EXERCISE REQUIREMENTS:
Filter the entries that follow, copying every line in which the word "headband" appears.

Stored entries:
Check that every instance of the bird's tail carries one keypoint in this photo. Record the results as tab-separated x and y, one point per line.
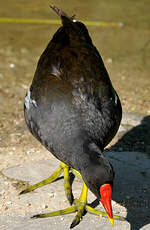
62	14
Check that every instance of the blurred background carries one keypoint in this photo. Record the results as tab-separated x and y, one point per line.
125	49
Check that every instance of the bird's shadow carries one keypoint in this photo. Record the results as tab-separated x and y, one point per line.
132	170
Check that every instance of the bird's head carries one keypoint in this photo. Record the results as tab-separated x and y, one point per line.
99	176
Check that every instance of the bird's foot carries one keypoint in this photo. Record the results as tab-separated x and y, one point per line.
67	186
81	207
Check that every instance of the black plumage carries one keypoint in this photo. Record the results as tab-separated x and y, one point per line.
71	106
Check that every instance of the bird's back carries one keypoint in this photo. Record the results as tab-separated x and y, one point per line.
71	99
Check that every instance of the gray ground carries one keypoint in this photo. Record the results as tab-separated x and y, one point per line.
23	161
130	197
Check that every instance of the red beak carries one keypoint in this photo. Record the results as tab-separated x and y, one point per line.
105	193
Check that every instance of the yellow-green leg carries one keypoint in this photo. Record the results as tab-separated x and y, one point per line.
62	168
79	205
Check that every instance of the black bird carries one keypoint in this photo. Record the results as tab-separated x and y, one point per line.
74	111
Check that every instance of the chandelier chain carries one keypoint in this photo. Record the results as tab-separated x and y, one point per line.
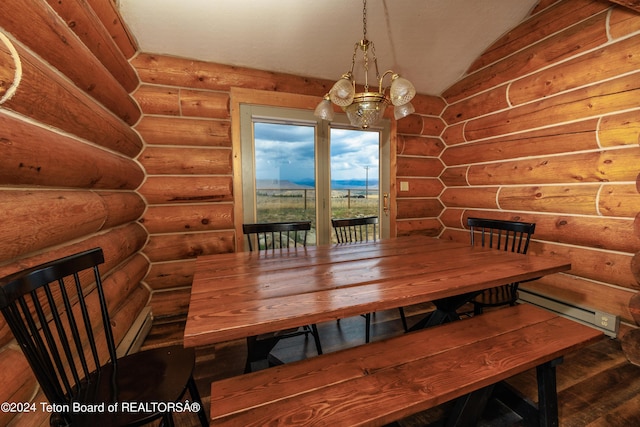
364	19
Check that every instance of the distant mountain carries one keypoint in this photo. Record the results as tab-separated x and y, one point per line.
353	184
281	184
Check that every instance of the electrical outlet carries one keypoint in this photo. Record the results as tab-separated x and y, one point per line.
607	321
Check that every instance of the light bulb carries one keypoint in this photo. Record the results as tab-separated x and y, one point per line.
342	91
324	110
402	90
400	111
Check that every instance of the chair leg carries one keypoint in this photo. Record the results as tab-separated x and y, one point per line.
367	322
477	309
316	338
195	397
404	319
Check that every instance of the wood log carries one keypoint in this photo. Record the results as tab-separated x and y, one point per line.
478	105
10	69
453	134
73	110
107	12
18	382
545	21
619	129
581	167
603	233
159	160
578	71
164	100
455	176
581	37
426	226
177	131
122	319
635	268
599	99
571	199
121	207
169	247
485	197
634	307
69	215
174	274
173	71
453	218
428	105
623	22
198	103
160	100
123	281
415	124
420	187
418	208
172	303
32	155
584	293
39	28
192	217
412	145
591	263
117	244
619	200
567	138
180	189
84	22
419	166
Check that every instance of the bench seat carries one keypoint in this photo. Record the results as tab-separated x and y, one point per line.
384	381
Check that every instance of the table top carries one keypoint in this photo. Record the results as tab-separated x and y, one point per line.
243	294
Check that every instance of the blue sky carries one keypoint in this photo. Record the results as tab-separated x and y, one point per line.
285	152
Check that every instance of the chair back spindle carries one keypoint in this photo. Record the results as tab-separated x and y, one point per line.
502	235
351	230
276	235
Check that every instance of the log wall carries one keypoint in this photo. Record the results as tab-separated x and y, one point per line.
68	174
545	128
188	157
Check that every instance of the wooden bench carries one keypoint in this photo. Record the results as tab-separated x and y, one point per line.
381	382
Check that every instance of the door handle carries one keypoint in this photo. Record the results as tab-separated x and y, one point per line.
385	203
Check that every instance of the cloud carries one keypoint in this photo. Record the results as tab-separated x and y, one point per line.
286	152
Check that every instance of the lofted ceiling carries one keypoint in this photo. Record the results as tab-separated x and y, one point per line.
430	42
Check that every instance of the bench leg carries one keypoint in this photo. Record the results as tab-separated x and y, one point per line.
258	350
547	394
468	409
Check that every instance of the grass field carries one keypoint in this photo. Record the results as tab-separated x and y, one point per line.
292	205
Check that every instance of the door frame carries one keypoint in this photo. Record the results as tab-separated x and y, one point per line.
239	96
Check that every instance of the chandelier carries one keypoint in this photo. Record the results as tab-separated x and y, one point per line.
365	109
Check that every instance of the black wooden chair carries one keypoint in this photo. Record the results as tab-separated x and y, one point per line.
501	235
276	236
58	314
363	229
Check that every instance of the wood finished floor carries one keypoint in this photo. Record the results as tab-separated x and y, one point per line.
596	386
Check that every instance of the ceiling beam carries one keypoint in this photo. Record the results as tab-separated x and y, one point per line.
631	4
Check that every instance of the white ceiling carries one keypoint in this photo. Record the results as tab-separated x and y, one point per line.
430	42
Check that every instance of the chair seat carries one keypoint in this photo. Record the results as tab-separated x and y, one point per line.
138	380
500	295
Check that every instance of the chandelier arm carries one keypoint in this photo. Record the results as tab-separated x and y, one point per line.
380	89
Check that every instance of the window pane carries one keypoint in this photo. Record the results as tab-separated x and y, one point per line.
285	174
355	157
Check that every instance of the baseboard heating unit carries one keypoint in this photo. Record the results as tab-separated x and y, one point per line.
607	323
134	338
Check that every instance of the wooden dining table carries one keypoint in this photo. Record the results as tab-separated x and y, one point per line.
244	294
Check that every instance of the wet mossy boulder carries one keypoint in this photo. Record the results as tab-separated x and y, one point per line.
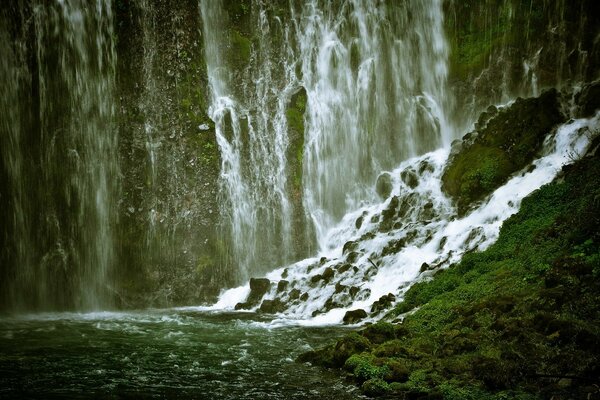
588	100
506	143
272	306
383	186
354	316
258	288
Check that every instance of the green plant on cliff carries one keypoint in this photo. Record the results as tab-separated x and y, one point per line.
503	145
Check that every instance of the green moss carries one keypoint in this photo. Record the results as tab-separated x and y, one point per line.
507	143
499	322
295	119
240	49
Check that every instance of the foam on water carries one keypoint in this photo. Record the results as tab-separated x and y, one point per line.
381	259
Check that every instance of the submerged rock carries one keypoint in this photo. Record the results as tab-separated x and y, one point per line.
409	178
282	285
504	144
384	303
258	288
383	187
354	316
588	100
272	306
294	294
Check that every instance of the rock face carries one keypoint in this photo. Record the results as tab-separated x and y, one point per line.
258	288
354	316
588	100
500	147
383	187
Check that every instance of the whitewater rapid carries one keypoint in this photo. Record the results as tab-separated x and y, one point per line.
429	237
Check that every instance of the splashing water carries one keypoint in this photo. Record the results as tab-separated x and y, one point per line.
374	76
369	258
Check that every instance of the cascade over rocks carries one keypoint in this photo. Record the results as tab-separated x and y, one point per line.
383	187
503	143
588	100
354	316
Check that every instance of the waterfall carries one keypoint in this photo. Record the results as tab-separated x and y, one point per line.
374	80
59	151
375	74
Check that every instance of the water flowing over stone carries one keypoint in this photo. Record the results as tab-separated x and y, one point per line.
374	80
59	150
402	240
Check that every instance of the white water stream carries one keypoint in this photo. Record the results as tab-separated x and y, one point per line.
430	232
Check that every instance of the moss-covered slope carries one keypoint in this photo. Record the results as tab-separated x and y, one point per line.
504	142
519	320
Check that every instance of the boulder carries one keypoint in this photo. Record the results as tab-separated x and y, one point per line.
383	186
282	285
258	288
243	306
384	303
272	306
354	316
328	274
409	178
588	100
503	145
294	294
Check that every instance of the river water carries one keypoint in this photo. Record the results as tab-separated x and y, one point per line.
173	353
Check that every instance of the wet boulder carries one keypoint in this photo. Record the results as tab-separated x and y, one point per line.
508	142
282	285
243	306
588	100
354	316
349	246
272	306
359	221
410	179
294	294
328	274
387	215
383	186
352	257
384	303
339	288
343	268
353	291
258	288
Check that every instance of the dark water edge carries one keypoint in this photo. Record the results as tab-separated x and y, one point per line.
176	353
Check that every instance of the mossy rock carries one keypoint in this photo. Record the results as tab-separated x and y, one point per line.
508	142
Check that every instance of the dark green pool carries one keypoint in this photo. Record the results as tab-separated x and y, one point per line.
162	354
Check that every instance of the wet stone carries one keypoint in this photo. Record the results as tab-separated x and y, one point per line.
354	316
243	306
294	294
340	288
282	285
349	246
343	267
409	178
352	257
328	274
272	306
384	302
358	222
383	186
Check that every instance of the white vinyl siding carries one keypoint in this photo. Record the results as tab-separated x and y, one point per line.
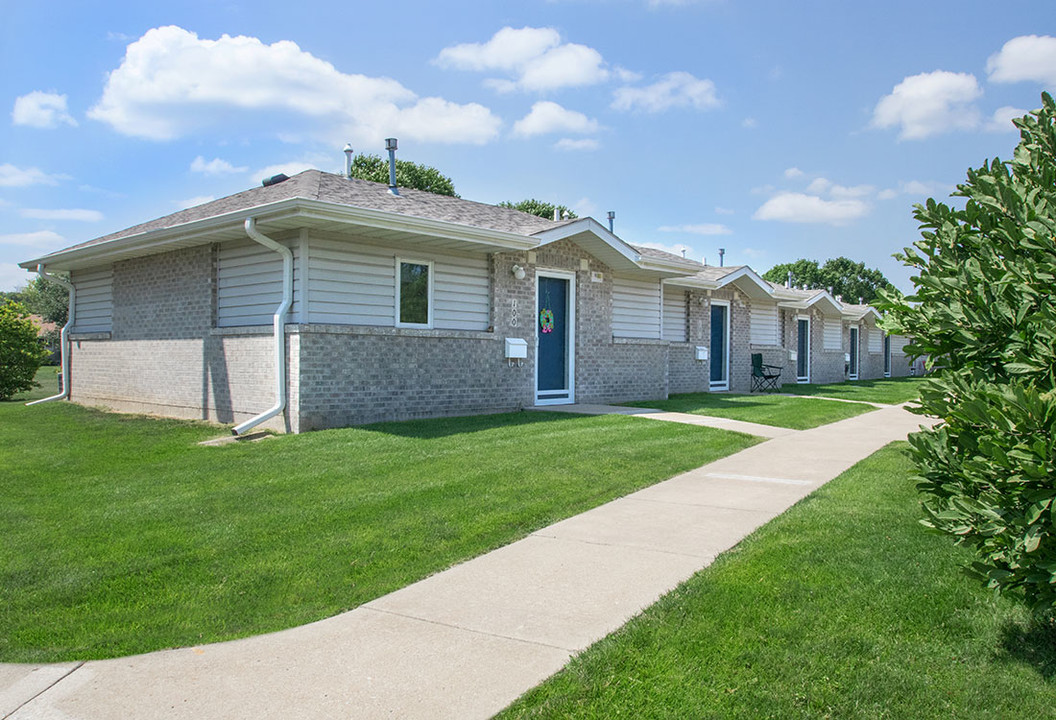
674	314
249	284
636	308
94	305
351	285
462	294
764	323
356	285
875	340
832	334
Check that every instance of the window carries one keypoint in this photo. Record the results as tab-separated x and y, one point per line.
414	294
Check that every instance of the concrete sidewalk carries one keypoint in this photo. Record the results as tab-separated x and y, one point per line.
684	418
468	641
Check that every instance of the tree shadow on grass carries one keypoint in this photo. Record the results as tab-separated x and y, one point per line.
1033	643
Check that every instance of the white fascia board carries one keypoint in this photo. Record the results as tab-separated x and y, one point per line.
750	283
588	225
285	209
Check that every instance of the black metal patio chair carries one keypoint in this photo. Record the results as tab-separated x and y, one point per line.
765	377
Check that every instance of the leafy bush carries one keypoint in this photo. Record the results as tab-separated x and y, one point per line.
982	311
21	353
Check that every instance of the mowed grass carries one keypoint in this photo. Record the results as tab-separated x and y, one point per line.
768	410
844	607
886	391
121	535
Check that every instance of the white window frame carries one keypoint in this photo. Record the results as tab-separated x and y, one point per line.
432	276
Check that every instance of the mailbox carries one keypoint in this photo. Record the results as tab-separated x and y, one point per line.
516	348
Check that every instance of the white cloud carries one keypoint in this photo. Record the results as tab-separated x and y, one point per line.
929	103
585	207
674	90
674	249
1029	57
42	240
577	145
550	117
12	176
1000	121
74	214
796	207
534	57
170	82
214	167
41	110
700	229
198	200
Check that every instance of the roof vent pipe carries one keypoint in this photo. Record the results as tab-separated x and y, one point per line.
63	336
391	147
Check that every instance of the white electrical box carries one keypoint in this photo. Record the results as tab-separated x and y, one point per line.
516	348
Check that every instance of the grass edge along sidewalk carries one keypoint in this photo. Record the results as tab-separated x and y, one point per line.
844	606
121	535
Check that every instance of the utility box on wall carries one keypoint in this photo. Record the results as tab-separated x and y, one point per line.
516	348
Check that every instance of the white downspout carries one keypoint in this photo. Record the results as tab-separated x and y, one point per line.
279	323
63	336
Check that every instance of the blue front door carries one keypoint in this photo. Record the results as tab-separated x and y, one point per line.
553	332
718	346
803	351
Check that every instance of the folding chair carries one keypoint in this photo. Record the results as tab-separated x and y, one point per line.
765	377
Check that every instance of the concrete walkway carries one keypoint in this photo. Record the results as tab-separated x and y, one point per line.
684	418
468	641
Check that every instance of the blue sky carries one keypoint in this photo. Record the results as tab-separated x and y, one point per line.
776	130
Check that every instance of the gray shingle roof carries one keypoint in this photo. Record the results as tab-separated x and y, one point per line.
327	187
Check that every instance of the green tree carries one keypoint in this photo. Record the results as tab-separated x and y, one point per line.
804	272
408	174
845	277
538	207
21	353
49	300
981	310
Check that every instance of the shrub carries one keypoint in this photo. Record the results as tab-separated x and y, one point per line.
21	353
982	311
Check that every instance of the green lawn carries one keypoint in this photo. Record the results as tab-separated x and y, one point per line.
887	391
121	535
768	410
844	607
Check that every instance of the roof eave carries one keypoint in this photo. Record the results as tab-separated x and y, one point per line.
187	233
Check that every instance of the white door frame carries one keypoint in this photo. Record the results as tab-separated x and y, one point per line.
721	384
854	344
804	378
570	339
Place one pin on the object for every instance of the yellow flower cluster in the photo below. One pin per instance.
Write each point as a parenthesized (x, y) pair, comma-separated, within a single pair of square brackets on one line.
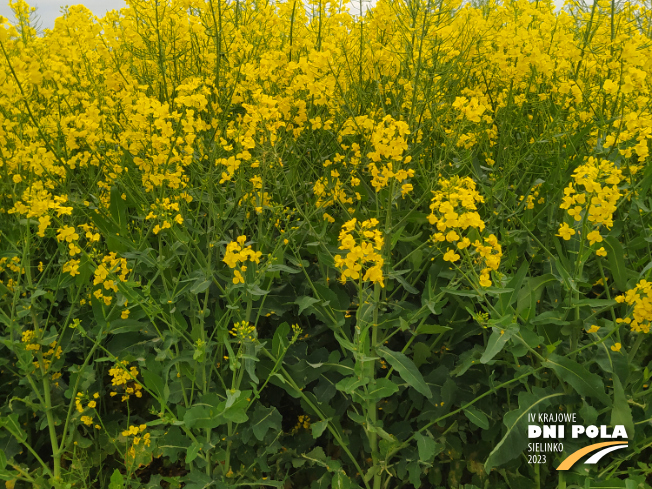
[(136, 432), (641, 315), (243, 331), (237, 255), (81, 397), (13, 265), (303, 421), (166, 211), (37, 202), (123, 378), (30, 338), (361, 253), (532, 197), (453, 211), (596, 200), (110, 270)]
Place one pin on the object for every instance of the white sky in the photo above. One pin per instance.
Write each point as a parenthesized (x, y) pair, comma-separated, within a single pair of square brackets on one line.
[(48, 10)]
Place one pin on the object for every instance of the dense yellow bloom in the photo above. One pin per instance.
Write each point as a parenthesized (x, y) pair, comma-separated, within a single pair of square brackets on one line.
[(123, 379), (640, 298), (362, 253), (565, 231), (454, 212), (593, 193)]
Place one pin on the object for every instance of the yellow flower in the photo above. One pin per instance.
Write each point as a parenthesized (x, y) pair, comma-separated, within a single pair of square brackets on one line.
[(237, 277), (565, 231), (451, 256), (594, 237)]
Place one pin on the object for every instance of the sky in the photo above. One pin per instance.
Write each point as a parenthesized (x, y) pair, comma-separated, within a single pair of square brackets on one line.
[(48, 10)]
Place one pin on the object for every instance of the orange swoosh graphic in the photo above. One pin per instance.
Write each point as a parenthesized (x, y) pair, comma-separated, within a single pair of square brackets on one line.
[(575, 456)]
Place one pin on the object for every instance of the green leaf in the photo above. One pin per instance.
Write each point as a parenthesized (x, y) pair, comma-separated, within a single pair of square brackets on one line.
[(615, 257), (427, 447), (477, 417), (117, 481), (583, 381), (381, 388), (515, 440), (595, 302), (621, 412), (406, 369), (497, 342), (432, 329), (340, 481), (462, 293), (12, 425), (305, 302), (192, 452), (265, 419), (154, 383), (319, 427), (280, 341)]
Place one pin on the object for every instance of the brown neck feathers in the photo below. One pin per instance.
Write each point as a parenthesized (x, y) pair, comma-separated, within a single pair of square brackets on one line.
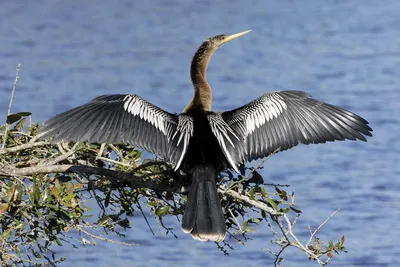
[(202, 97)]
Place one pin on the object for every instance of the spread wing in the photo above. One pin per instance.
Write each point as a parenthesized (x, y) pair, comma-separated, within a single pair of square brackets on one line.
[(124, 118), (280, 121)]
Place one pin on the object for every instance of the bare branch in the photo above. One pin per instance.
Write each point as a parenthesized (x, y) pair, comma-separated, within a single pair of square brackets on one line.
[(9, 106), (23, 147)]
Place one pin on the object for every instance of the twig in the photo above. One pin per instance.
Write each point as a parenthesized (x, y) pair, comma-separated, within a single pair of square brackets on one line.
[(258, 204), (80, 229), (114, 161), (116, 150), (9, 106), (236, 221), (62, 157), (118, 176), (23, 147), (320, 226), (13, 90)]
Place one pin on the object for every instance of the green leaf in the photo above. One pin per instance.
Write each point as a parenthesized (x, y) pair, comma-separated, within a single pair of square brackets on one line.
[(272, 203), (20, 124), (6, 233), (162, 211), (295, 210), (13, 118), (102, 221), (251, 193), (24, 113), (263, 193), (107, 200), (244, 225)]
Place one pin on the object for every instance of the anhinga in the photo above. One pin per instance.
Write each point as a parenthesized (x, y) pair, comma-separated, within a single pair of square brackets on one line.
[(203, 143)]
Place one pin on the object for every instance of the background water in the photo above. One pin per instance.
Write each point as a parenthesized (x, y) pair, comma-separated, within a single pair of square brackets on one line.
[(343, 52)]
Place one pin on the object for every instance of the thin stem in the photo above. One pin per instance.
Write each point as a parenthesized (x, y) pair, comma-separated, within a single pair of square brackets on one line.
[(9, 106)]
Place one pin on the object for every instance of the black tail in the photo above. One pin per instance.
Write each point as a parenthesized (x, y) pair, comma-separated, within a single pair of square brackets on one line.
[(203, 217)]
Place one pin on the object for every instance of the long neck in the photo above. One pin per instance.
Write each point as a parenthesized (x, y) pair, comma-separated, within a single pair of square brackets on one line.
[(202, 97)]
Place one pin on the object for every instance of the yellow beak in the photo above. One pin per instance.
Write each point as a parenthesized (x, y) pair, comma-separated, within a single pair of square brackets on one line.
[(234, 36)]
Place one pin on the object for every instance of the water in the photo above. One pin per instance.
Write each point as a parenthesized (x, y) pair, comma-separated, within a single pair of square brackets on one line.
[(343, 52)]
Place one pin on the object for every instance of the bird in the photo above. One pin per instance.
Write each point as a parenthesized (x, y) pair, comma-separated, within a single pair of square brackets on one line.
[(201, 142)]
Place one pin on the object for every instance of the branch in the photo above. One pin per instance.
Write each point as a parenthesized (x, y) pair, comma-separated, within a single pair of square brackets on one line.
[(117, 176), (23, 147), (258, 204)]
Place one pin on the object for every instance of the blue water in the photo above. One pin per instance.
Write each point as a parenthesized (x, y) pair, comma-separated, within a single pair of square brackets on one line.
[(343, 52)]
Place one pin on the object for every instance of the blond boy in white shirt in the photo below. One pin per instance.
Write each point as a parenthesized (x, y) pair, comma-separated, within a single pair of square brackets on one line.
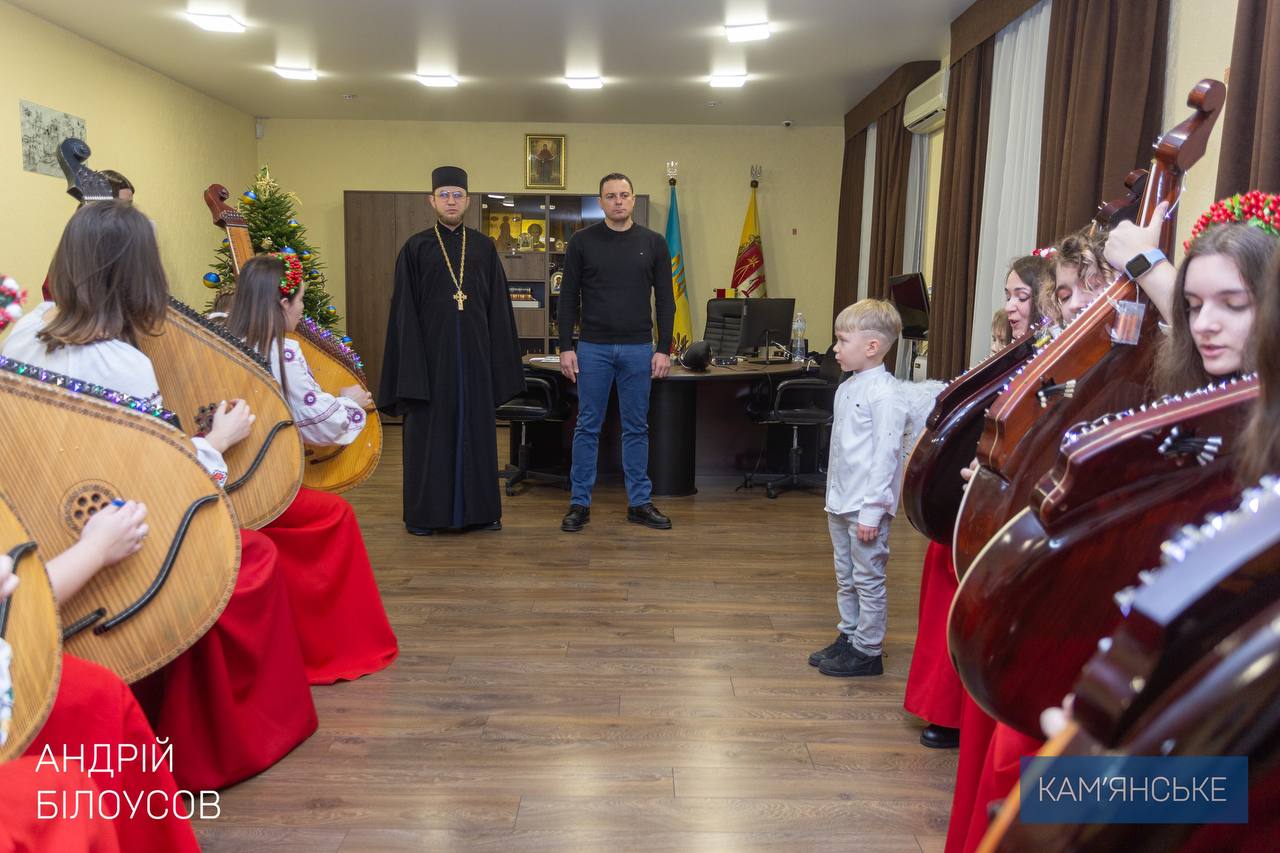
[(864, 475)]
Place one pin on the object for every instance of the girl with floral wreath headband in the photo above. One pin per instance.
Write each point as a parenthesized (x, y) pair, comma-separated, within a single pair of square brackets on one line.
[(1208, 302), (321, 551), (237, 701)]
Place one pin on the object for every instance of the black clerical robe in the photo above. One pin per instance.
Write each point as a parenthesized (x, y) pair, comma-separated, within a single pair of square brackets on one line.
[(446, 372)]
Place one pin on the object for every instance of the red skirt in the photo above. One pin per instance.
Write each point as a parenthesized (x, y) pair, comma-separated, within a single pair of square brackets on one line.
[(94, 706), (933, 689), (238, 699), (21, 828), (337, 607)]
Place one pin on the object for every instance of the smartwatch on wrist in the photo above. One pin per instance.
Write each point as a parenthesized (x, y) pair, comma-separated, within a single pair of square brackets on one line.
[(1139, 264)]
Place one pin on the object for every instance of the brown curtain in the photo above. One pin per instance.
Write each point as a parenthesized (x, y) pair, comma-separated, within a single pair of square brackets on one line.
[(1104, 96), (888, 200), (888, 206), (849, 227), (955, 247), (1251, 128)]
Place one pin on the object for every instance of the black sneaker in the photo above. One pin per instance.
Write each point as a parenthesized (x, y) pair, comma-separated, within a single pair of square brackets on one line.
[(576, 518), (940, 737), (835, 649), (649, 516), (851, 662)]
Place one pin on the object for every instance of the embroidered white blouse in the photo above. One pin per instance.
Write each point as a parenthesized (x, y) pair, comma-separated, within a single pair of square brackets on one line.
[(113, 364), (321, 418)]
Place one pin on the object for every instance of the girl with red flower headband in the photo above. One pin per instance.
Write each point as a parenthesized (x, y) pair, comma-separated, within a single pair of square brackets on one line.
[(1208, 302), (238, 699), (321, 551)]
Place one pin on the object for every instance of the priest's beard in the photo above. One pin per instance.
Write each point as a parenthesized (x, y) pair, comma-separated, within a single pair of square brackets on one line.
[(451, 222)]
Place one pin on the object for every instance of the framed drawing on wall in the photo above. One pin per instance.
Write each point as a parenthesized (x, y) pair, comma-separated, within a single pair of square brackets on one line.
[(544, 162)]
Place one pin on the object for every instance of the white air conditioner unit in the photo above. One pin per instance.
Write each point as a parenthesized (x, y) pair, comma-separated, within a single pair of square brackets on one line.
[(926, 109)]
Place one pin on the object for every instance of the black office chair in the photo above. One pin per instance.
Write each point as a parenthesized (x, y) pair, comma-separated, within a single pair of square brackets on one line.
[(540, 402), (805, 401), (723, 328)]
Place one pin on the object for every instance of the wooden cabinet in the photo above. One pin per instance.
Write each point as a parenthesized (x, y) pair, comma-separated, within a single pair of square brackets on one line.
[(530, 232)]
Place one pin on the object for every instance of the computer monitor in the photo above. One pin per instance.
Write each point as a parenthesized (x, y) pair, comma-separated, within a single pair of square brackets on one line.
[(766, 322), (912, 300)]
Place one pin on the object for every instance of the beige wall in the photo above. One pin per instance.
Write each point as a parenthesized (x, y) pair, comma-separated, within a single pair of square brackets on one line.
[(1200, 45), (168, 138), (320, 159)]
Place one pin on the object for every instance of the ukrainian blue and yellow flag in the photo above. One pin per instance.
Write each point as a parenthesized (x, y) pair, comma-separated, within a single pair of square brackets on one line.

SOLUTION BELOW:
Place one pin on the object for every instance of the girl with floral wreath headband in the photo above. One pin per instance.
Place one pin on the object for every instance of the girl with red flower headband in the photo above. One pin per instance.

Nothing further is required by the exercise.